• List of tasks:
1: Decide whether each statement agrees with the essay on fear of showing one's body, answering yes or no and quoting the deciding words: (a) The writer was hit by a car at age four. (b) The camera was on an automatic setting for the photos. (c) The writer wore makeup for the shoot.
2: Repeat, word for word, the essay on fear of showing one's body from "My fear is revealing" to "that’s another story.".

• Exercise passage:
○ ○ ○ ○ ○ ○ ○
I am very sure that at some point in their lives someone someplace at sometime was so frightened of doing something that they avoided doing it altogether. I once knew a woman who never went to the dentist because she was petrified of the chair! I also know that Doll would sooner punch a clown’s wig right off rather than go into a clown themed anything.
My fear is revealing my body. I don’t mind low cut shirts but showing off anything from there down has always been a problem for me…and I live in Florida! No shorts, short dresses, and definitely not swimwear. My fear is judgement. I am most certainly not a size 3 but a nice size 6. Nature graced me with hips and genetics gave me an hourglass figure (my older sister is a +size and she has a wonderful hourglass!).
What could be wrong? Allow me to tell you a short story. When I was four years old I was hit by a car. I skidded 30 feet on asphalt, grating the skin off half my body. Thankfully this isn’t as wretched as it sounds. Since I was young and doctors are amazing, my skin grew back within a few weeks. However, I have had medical problems since then because that was not the only injury I suffered..but that’s another story.
The main point of this story is I have scars, very thin skin, and deep scar tissue in my legs and back. I even have a small patch of skin on my left shoulder that is blanched and never tans. You can only really see a lot of this is you stare (which people do) and it’s drained my confidence, especially now that I’m getting older.
This is where my fear of judgement comes from. There is no fixing the scars or skin so I just cover them up. Every once in a while I’ll get brave enough to wear shorts (mainly because it can get pretty damn hot in Florida) but I mainly stick to jeans.
2015 will be a different year! A couple of nights ago I played with my lighting and camera adjustments and decided to take some body shots. I was very uncomfortable at first but soon my neurosis wore off slightly and I was able to get through it. I decided on the dark contrast because I might have dredged up the courage to do the shoot but I wasn’t ready for full color body shots yet.
So these photos were taken with a 90 degree light softened by a white sheet. A black sheet served as my background. My DX9V camera was set to Manual with ISO 100, f/8 and shutter speed of 1/3rd and 1/6th seconds respectively. I wore no makeup and did nothing to my hair as I was not trying to show my facial features.
Since I am so very shy about showing my body off, these pictures area a huge step of courage for me that I can’t even really put it in words. This is such a huge deal for me I hope you all get inspired to do something terrifying too. It can really take off a huge burden! Though they all look remarkably the same, each one was hard for me to get through so I value all of them.
○ ○ ○ ○ ○ ○ ○
• Data section:
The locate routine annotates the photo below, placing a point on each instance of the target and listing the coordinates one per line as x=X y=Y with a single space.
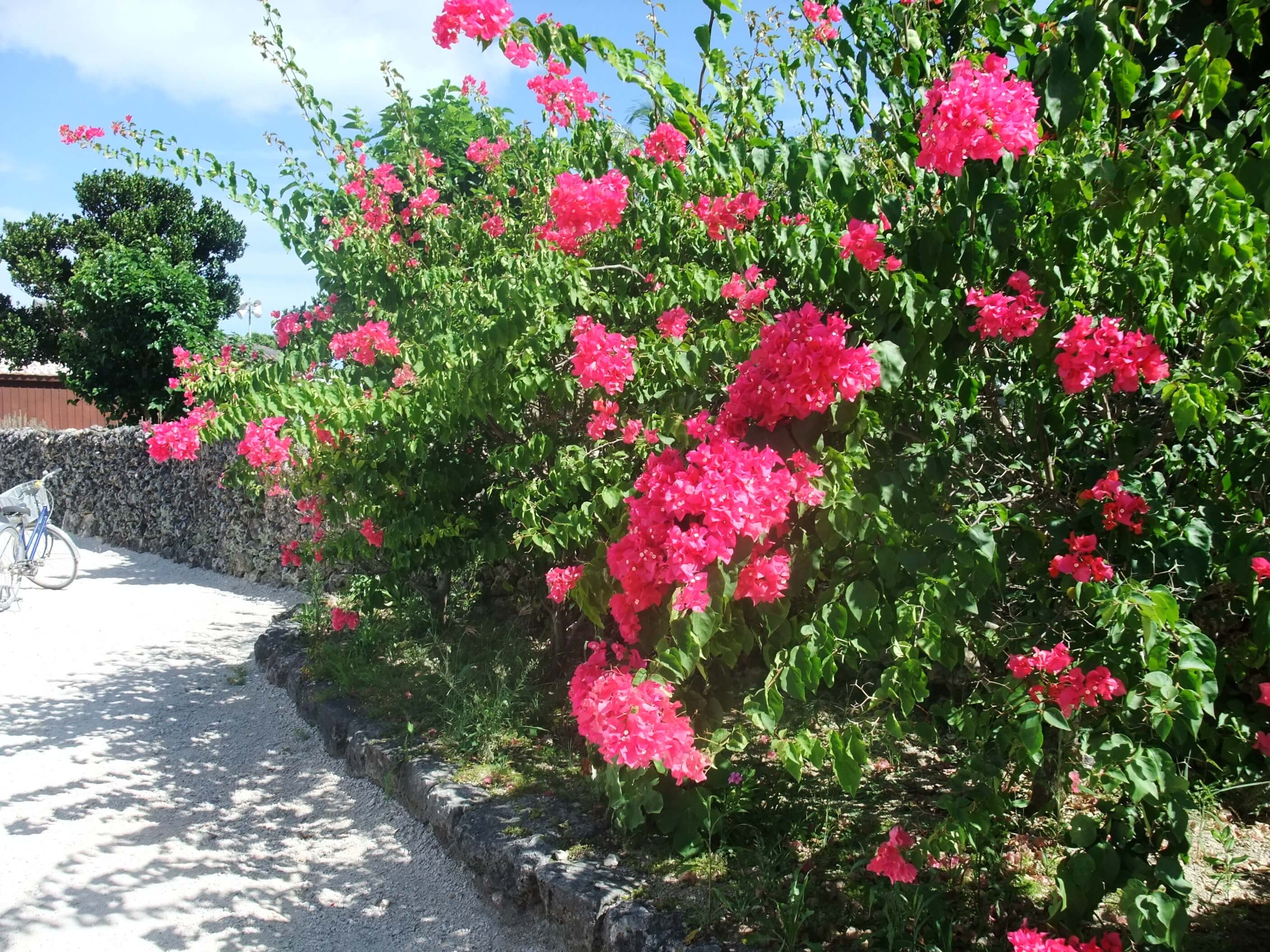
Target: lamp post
x=249 y=310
○ ○ ○ ○ ○ ○ ○
• Your written answers:
1:
(a) Yes: "When I was four years old I was hit by a car."
(b) No: "My DX9V camera was set to Manual with ISO 100, f/8 and shutter speed of 1/3rd and 1/6th seconds respectively."
(c) No: "I wore no makeup and did nothing to my hair"

2:
My fear is revealing my body. I don’t mind low cut shirts but showing off anything from there down has always been a problem for me…and I live in Florida! No shorts, short dresses, and definitely not swimwear. My fear is judgement. I am most certainly not a size 3 but a nice size 6. Nature graced me with hips and genetics gave me an hourglass figure (my older sister is a +size and she has a wonderful hourglass!).
What could be wrong? Allow me to tell you a short story. When I was four years old I was hit by a car. I skidded 30 feet on asphalt, grating the skin off half my body. Thankfully this isn’t as wretched as it sounds. Since I was young and doctors are amazing, my skin grew back within a few weeks. However, I have had medical problems since then because that was not the only injury I suffered..but that’s another story.